[DOCUMENT SEGMENT]
Can Different Multiplications of ψ(x) and Φ(t) Result in Solutions to TDSE?

[yosimba2000]

So to get the TISE, we assume a solution Ψ = ψ(x)Φ(t) and plug it into the TDSE.

It will give us two expressions, one of which is the TISE, to find an infinite number of ψ(x) and Φ(t) solutions.

So all solutions to TDSE are ∑₁^∞ ψ(x)_nΦ(t)_n, but couldn't ∑₁^∞ψ_m(x) Σ₁^∞ Φ_n(t) also be a set of solutions to TDSE? Basically I'm using the same ψ(x), namely ψ_m(x), but multiplying it by different Φ_n(t), then moving onto the next ψ_m(x).

 

[Chandra Prayaga]

Easiest way to see the problem in what you are suggesting is to try your second function with just two states. Assuming that the hamiltonian is independent of time, from TISE:
Hψ₁(x) = E₁ψ₁(x)
Hψ₂(x) = E₂ψ₂(x)
The time dependent parts for each of these states should be
Φ₁(t) = e^-iE₁t/ħ
Φ₂(t) = e^-iE₂t/ħ
So the standard solution to TDSE for the superposition state, which is the time evolution of the state (ψ₁(x) + ψ₂(x)) at t = 0, is:
ψ₁(x)Φ₁(t) + ψ₂(x)Φ₂(t), which can be checked by direct substitution into TDSE.
Your suggestion:
(ψ₁(x) + ψ₂(x) )(Φ₁(t) + Φ₂(t))
will not work. It is not a solution of TDSE.

 

[yosimba2000]

Ok. Also, why when writing the most general solution to the TDSE, are the constants Cn the coefficients obtained from the Fourier Transform? Or, why do they have to be the Fourier coefficients? In 2rd order differential equations, we saw that we could multiply the solution X by any constant C1, and the new solution C1X would also be a solution to the differential equation.

 

[Chandra Prayaga]

Ok. Also, why when writing the most general solution to the TDSE, are the constants Cn the coefficients obtained from the Fourier Transform? Or, why do they have to be the Fourier coefficients? In 2rd order differential equations, we saw that we could multiply the solution X by any constant C1, and the new solution C1X would also be a solution to the differential equation.

What is the specific TDSE for which you find the coefficients obtained from the Fourier Transform?

 

[yosimba2000]

What is the specific TDSE for which you find the coefficients obtained from the Fourier Transform?

Uh, the normal TDSE formula? The one that's introduced to an introductory class.

Unless you mean the TDSE solution, then the solution I'm concerned about would be Ψ(x,t) = ψ(x)φ(t).

 

[Leo1233783]

Ok. Also, why when writing the most general solution to the TDSE, are the constants Cn the coefficients obtained from the Fourier Transform? Or, why do they have to be the Fourier coefficients? In 2rd order differential equations, we saw that we could multiply the solution X by any constant C1, and the new solution C1X would also be a solution to the differential equation.

Any linear combination of the eigenstates is also a solution but not all after including the initial conditions and the time dependency. Here, it is a trick to use a Fourier transform to get the final solution to the TDSE.

[GIVEN REQUEST] Can you reproduce, word for word, the part of the TDSE forum thread that starts at the words "So all solutions" and ends after "the next ψ_m(x)."? You won't need the records for any of this.

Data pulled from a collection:
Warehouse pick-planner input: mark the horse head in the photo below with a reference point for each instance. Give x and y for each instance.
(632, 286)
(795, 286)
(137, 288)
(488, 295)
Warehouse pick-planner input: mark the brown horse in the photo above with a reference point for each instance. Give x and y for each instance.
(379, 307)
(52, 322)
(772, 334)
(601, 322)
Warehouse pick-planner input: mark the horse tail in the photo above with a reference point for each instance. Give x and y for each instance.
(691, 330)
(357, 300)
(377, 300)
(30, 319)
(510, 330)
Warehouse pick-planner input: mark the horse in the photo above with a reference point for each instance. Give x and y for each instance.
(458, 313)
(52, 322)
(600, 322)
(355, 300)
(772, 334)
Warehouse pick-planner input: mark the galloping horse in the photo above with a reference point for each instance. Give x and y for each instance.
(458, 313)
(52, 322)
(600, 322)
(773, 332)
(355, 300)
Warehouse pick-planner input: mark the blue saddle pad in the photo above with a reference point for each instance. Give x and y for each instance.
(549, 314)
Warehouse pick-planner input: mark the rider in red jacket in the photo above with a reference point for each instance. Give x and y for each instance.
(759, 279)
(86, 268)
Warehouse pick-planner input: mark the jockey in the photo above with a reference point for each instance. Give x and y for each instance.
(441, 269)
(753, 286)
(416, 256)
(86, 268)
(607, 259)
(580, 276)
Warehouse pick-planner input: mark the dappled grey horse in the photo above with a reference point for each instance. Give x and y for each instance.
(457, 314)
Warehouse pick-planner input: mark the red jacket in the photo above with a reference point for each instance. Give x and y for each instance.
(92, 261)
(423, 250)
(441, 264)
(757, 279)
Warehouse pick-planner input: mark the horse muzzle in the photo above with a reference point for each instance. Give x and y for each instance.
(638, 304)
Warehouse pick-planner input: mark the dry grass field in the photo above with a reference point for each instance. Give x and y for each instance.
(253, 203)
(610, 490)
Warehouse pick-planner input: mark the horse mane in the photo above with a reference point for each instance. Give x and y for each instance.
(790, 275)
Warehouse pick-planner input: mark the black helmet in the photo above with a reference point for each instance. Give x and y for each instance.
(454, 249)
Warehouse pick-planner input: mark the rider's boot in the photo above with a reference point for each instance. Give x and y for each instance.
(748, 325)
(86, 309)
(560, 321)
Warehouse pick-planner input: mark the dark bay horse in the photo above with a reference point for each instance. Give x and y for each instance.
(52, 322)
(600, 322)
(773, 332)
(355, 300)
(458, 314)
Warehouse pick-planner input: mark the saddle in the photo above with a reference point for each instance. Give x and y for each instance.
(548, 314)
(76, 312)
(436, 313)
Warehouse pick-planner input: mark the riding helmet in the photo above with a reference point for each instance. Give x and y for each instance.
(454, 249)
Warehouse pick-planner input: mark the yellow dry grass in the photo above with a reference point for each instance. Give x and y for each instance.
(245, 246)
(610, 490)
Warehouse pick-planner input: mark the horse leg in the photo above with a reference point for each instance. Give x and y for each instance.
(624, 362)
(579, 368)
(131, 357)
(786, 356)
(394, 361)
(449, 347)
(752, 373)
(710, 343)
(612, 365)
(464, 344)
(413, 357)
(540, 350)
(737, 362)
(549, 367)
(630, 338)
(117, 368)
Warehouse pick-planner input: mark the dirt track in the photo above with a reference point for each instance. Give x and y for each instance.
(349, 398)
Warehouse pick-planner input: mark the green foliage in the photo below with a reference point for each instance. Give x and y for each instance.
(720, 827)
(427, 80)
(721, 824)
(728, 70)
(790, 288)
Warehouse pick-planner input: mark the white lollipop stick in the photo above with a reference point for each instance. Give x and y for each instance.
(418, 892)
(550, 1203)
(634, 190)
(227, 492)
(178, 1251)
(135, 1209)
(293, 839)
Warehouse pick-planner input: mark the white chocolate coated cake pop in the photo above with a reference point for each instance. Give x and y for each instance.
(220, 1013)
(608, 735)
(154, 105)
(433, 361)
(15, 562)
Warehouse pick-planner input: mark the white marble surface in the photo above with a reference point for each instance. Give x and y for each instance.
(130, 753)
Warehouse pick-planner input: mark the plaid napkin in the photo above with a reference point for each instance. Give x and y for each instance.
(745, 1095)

[RESULT]
So all solutions to TDSE are ∑₁^∞ ψ(x)_nΦ(t)_n, but couldn't ∑₁^∞ψ_m(x) Σ₁^∞ Φ_n(t) also be a set of solutions to TDSE? Basically I'm using the same ψ(x), namely ψ_m(x), but multiplying it by different Φ_n(t), then moving onto the next ψ_m(x).